══ Record extracts

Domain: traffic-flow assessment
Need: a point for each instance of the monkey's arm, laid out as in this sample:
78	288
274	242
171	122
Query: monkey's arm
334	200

════

Brief
Word for word, repeat every entry listed above.

Written answer
Domain: traffic-flow assessment
Need: a point for each instance of the monkey's arm, laid out as in this sample:
78	288
274	242
171	122
Query: monkey's arm
334	200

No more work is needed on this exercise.